**CHALLENGE**
Copy out, without any change, the lines that run from the one containing "Task: mark each instance of the door" through the final line.

**SUPPLIED RECORDS**
#####
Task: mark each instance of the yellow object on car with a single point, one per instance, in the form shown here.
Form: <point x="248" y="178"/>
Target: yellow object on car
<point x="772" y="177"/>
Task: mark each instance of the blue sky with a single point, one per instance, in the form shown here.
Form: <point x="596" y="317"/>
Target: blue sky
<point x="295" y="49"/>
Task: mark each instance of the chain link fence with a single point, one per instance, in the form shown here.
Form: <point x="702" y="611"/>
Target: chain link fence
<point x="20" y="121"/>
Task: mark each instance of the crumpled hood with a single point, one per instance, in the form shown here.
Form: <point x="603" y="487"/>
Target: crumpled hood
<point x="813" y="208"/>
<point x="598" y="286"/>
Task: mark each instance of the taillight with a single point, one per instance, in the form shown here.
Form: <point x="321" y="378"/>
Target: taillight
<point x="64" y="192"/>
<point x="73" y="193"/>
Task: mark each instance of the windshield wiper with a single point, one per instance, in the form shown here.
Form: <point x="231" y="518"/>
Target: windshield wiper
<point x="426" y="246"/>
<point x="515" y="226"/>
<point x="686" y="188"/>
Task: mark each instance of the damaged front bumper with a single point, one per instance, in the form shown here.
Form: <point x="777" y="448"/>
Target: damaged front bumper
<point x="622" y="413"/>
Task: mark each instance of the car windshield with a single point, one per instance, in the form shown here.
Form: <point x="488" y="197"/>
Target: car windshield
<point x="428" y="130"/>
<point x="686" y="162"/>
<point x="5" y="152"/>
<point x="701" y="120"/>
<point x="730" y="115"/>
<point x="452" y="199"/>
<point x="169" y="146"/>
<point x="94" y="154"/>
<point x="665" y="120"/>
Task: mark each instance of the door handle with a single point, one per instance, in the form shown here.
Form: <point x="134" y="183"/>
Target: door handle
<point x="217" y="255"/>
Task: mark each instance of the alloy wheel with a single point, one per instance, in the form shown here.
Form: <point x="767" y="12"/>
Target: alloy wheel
#####
**OUTPUT FOR THIS TASK**
Task: mark each instance of the door handle with a single point, one per instance, in the form shown here.
Form: <point x="134" y="183"/>
Target: door handle
<point x="217" y="255"/>
Task: mark each instance of the alloy wheel with a single point, one per instance, in the form shown here.
Form: <point x="767" y="12"/>
Target: alloy wheel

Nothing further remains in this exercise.